Please count the lines in the entries below that contain the string "face" and reply with that number alone.
━━ Data shown ━━
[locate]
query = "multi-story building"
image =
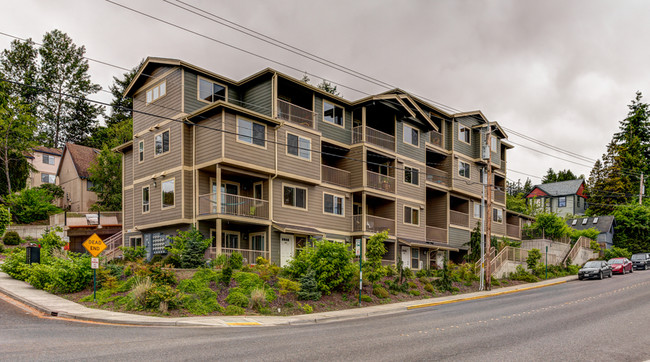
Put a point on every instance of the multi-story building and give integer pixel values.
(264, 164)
━━━
━━ Data shown ━━
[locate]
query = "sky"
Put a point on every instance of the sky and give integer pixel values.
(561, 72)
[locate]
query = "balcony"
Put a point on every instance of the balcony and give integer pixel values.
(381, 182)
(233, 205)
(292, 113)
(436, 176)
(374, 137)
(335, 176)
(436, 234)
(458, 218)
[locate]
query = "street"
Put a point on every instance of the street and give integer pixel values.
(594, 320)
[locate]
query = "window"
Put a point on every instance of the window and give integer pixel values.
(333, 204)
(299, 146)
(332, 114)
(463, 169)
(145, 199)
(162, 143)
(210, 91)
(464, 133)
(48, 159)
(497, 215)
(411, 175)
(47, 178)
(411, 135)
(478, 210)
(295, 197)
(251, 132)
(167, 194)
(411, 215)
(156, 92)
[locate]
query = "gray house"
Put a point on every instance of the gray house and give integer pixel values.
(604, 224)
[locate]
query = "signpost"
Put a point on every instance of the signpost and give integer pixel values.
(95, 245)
━━━
━━ Data shown ━━
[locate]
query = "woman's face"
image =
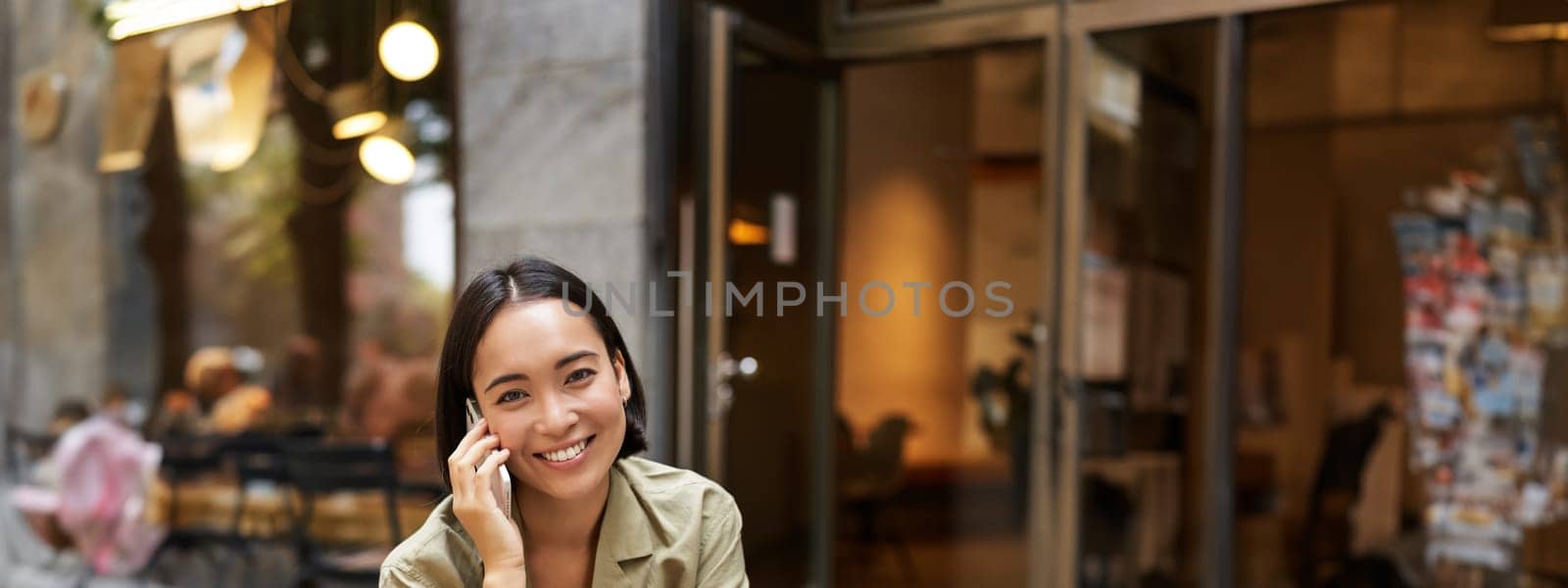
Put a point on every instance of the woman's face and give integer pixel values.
━━━
Response to this exercise: 2